Written task
Arrange the data below as a numbered list, starting at the line that contains "of the acorn" and going through the last line of the data. Leave out any blank lines.
--- Data for the task ---
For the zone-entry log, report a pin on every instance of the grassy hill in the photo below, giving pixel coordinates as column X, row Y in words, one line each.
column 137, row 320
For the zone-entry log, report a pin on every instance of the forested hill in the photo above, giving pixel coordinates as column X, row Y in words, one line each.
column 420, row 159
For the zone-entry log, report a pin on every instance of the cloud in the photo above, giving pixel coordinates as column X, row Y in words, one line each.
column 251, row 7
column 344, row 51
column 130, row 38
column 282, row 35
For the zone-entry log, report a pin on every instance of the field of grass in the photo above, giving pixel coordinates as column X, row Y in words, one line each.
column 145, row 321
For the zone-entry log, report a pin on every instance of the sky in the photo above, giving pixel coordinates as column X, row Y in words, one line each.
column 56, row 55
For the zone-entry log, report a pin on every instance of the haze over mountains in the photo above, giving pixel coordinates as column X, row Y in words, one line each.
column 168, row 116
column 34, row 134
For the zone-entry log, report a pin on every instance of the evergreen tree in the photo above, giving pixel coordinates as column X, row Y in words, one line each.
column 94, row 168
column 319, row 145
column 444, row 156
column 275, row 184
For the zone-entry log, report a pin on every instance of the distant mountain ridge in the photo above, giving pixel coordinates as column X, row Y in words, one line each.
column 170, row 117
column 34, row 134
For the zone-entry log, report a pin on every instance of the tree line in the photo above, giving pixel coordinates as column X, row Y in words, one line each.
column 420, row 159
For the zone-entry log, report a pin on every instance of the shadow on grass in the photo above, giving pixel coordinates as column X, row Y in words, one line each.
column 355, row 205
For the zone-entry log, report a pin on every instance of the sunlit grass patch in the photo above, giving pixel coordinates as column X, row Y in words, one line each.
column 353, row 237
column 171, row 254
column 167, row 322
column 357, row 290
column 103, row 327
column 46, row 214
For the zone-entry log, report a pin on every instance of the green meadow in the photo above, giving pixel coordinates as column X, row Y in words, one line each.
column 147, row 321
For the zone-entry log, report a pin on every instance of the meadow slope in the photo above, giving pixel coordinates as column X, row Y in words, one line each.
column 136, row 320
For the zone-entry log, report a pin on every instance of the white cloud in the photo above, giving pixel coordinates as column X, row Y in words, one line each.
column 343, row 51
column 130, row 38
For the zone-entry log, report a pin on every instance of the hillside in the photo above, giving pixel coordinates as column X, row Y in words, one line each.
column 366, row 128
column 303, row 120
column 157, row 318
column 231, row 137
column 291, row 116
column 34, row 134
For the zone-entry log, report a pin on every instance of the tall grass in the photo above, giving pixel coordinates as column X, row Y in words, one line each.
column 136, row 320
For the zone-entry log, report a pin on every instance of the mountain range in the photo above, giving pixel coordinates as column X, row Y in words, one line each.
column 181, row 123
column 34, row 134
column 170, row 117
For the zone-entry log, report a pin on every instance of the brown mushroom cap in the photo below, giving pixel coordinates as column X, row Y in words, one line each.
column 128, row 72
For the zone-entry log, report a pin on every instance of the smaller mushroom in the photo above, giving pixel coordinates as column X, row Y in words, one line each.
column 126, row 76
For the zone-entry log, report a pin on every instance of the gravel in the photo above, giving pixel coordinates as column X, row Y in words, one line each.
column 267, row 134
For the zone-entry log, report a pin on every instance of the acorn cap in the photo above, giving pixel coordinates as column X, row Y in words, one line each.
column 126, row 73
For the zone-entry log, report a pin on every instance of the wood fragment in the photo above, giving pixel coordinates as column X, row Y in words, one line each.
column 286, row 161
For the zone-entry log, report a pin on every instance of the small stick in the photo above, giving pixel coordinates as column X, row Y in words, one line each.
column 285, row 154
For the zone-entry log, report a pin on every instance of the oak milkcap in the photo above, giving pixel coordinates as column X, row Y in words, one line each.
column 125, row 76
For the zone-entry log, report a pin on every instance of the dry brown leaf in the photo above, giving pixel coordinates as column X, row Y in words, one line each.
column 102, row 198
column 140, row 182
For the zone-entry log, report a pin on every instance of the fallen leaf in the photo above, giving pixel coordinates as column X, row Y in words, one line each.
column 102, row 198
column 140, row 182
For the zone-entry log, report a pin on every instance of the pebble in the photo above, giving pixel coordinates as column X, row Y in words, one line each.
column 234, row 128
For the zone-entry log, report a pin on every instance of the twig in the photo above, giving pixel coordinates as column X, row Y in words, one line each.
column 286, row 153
---
Task solution
1. For the zone-entry log, report a pin on every instance of the acorn cap in the photo above, giving pixel coordinates as column X, row Y in words, one line each.
2. column 126, row 73
3. For the zone-entry log, report a pin on every instance of the wood fragment in the photo above, giving pixel coordinates as column X, row Y in words, one line each.
4. column 286, row 161
5. For the zone-entry log, report a pin on every instance of the small stick in the photo above, giving pixel coordinates as column X, row Y in words, one line each.
6. column 285, row 154
7. For the zone-entry log, report a pin on every instance of the oak milkcap in the photo above, giving pixel coordinates as column X, row Y in words, one line each.
8. column 125, row 76
9. For the zone-entry log, report a pin on every instance of the dry brown leaf in the photo above, giving pixel coordinates as column X, row Y in words, one line each.
10. column 102, row 198
11. column 140, row 182
12. For the zone-entry log, report a pin on every instance of the fallen leaf in the photo above, giving pixel coordinates as column X, row Y in words, one line each.
13. column 102, row 198
14. column 140, row 182
15. For the zone-entry log, report a pin on every instance of the pebble in the photo above, giving pixel coordinates as column X, row Y in words, one line each.
16. column 234, row 128
17. For the zone-entry log, report a pin on every instance of the twig in the photo above, giving pixel coordinates as column X, row Y in words, one line each.
18. column 286, row 153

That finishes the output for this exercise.